- INPUT MATERIAL -
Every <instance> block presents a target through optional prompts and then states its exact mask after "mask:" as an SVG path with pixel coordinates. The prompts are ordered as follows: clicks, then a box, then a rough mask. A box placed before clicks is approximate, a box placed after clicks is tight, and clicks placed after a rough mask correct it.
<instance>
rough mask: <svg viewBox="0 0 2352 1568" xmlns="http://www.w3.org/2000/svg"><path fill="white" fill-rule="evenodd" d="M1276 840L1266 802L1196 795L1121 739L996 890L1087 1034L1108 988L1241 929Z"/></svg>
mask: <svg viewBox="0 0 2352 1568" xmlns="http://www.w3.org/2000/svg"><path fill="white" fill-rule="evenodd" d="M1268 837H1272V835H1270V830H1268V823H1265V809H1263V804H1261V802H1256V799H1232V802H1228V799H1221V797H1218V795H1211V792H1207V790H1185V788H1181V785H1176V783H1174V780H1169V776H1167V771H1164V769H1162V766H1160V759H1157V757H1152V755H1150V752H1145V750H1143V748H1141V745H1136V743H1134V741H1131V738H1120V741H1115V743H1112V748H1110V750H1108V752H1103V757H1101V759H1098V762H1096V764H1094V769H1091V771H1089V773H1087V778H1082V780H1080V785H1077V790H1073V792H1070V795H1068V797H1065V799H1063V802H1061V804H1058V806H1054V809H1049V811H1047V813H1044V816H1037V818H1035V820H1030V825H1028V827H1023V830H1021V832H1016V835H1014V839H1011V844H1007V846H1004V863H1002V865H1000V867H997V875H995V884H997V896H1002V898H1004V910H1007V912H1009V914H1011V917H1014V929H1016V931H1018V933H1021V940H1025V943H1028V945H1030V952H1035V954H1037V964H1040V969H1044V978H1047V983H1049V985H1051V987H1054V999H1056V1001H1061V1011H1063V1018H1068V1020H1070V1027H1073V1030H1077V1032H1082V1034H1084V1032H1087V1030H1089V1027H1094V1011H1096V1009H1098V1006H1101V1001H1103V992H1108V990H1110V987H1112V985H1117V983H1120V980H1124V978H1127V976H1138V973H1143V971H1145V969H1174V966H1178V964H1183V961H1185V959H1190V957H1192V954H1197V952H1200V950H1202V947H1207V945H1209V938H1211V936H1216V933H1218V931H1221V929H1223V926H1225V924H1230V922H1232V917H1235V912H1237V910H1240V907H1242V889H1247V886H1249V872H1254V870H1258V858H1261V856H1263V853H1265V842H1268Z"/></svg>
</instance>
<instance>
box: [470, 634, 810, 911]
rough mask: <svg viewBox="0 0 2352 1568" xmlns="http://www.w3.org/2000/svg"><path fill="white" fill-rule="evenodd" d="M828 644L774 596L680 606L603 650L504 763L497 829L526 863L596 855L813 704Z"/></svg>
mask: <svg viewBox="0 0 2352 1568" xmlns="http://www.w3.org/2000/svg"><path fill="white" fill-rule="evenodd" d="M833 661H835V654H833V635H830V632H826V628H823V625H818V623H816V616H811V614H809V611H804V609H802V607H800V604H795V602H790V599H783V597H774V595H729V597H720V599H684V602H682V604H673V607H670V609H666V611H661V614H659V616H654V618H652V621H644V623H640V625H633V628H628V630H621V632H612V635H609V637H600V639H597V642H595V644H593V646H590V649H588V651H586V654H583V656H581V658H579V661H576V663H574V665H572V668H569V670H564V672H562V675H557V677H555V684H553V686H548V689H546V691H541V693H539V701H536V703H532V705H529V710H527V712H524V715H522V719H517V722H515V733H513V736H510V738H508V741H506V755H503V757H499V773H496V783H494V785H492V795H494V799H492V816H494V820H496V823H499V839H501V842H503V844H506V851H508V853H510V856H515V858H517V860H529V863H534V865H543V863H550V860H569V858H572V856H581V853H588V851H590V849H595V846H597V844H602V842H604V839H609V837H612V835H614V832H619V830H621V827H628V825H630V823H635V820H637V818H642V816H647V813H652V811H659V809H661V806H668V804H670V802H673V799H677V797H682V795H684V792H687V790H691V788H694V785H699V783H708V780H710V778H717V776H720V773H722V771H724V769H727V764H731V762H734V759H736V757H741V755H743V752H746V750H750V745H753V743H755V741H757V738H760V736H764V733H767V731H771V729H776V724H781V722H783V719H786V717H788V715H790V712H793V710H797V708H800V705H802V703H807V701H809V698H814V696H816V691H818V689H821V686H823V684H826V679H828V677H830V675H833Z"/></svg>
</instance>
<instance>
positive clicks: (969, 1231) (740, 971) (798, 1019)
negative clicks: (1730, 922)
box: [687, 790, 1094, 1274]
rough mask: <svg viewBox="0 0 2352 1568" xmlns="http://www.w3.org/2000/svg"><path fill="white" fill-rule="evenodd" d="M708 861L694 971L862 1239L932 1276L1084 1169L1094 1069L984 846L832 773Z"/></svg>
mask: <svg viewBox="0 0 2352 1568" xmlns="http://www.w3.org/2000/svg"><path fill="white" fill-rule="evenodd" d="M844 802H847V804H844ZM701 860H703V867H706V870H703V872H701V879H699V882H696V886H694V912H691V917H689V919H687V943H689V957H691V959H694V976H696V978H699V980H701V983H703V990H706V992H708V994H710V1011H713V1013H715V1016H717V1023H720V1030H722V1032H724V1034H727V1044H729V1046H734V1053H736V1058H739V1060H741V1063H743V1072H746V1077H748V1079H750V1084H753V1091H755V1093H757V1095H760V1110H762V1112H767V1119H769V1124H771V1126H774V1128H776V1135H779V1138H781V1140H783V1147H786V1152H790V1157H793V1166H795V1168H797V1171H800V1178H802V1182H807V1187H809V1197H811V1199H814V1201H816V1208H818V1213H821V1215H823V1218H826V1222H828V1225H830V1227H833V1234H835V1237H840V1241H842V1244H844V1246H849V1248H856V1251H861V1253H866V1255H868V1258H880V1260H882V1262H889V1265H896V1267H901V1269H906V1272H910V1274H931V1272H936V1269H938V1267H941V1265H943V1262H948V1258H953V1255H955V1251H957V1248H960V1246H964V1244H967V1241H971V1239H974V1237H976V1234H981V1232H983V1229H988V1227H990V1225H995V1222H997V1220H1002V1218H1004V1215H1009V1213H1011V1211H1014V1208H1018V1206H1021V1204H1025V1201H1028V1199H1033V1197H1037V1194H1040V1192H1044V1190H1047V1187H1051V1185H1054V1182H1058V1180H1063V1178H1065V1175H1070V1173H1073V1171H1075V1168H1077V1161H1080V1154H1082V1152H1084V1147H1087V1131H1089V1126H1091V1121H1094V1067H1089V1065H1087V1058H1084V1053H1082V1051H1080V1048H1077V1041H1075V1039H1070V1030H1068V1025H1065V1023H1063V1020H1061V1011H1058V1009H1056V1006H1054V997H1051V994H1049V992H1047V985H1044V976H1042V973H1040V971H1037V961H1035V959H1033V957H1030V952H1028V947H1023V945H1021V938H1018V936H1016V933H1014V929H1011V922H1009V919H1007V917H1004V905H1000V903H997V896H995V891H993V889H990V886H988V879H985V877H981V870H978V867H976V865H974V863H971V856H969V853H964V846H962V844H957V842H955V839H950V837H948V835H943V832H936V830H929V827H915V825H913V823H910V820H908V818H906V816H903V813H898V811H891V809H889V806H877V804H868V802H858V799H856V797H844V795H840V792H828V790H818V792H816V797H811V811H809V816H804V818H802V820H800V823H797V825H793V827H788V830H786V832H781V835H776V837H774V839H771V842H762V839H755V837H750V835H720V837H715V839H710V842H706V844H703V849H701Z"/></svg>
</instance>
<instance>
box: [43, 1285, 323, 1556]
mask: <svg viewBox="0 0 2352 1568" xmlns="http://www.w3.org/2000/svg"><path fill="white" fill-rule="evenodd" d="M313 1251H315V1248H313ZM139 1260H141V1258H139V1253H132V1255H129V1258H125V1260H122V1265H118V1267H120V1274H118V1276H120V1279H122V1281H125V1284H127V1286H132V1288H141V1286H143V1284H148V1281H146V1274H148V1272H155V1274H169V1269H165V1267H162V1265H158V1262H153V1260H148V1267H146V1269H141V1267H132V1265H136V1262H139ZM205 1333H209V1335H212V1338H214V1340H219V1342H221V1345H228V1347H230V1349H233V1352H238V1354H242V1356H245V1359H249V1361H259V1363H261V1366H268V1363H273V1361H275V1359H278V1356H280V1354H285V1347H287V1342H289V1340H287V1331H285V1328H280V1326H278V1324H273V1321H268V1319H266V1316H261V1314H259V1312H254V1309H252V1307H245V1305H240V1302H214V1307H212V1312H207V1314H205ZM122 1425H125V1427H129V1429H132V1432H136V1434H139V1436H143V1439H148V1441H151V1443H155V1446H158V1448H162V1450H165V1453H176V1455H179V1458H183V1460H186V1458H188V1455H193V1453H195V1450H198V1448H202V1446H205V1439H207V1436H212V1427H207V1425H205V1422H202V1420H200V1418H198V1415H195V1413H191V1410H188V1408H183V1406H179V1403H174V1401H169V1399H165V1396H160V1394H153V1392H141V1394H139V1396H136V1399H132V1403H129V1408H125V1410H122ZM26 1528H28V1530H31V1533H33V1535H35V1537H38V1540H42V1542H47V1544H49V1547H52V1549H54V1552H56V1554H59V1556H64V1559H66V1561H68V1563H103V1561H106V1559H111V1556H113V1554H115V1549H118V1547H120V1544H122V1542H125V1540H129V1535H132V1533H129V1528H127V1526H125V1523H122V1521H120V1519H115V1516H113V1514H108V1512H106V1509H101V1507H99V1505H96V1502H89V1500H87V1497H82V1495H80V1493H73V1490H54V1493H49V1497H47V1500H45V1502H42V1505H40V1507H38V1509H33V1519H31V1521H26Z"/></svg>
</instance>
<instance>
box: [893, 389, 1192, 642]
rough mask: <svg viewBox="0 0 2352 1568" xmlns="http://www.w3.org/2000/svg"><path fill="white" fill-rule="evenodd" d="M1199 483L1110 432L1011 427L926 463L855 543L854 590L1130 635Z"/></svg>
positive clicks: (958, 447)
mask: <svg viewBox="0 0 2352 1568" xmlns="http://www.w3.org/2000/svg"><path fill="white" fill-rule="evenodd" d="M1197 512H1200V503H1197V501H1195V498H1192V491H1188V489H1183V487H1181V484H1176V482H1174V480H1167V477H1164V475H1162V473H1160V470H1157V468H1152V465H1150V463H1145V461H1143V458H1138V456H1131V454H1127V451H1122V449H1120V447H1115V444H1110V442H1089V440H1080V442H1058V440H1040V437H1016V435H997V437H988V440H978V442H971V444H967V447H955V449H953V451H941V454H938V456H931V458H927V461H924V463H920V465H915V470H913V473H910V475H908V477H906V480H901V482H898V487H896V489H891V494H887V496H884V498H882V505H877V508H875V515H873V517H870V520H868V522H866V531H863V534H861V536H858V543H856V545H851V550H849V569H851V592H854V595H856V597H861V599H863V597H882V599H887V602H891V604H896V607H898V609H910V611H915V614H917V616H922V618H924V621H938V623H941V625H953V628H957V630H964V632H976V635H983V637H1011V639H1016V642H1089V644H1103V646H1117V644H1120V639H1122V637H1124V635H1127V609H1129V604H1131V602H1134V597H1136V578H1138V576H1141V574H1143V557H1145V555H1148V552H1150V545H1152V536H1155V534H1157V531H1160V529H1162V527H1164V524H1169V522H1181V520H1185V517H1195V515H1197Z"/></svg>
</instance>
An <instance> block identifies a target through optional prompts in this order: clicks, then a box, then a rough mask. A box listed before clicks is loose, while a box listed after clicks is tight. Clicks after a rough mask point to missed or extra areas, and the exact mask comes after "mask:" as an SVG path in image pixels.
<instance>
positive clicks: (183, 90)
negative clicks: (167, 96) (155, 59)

- EXERCISE AIM -
From the first line of the rows through the line that contains "840L1266 802L1196 795L1121", render those lines as a numbered list, leaving out any blank lines.

- FINISHED EXERCISE -
1. Every <instance> block presents a target through optional prompts and then states its exact mask after "mask:" as an SVG path with pixel coordinates. The prompts are ordered as follows: clicks, then a box, then a rough mask. A box placed before clicks is approximate, a box placed after clicks is tight, and clicks placed after a rough mask correct it.
2. <instance>
3. rough mask: <svg viewBox="0 0 2352 1568" xmlns="http://www.w3.org/2000/svg"><path fill="white" fill-rule="evenodd" d="M1276 840L1266 802L1196 795L1121 739L996 890L1087 1034L1108 988L1241 929Z"/></svg>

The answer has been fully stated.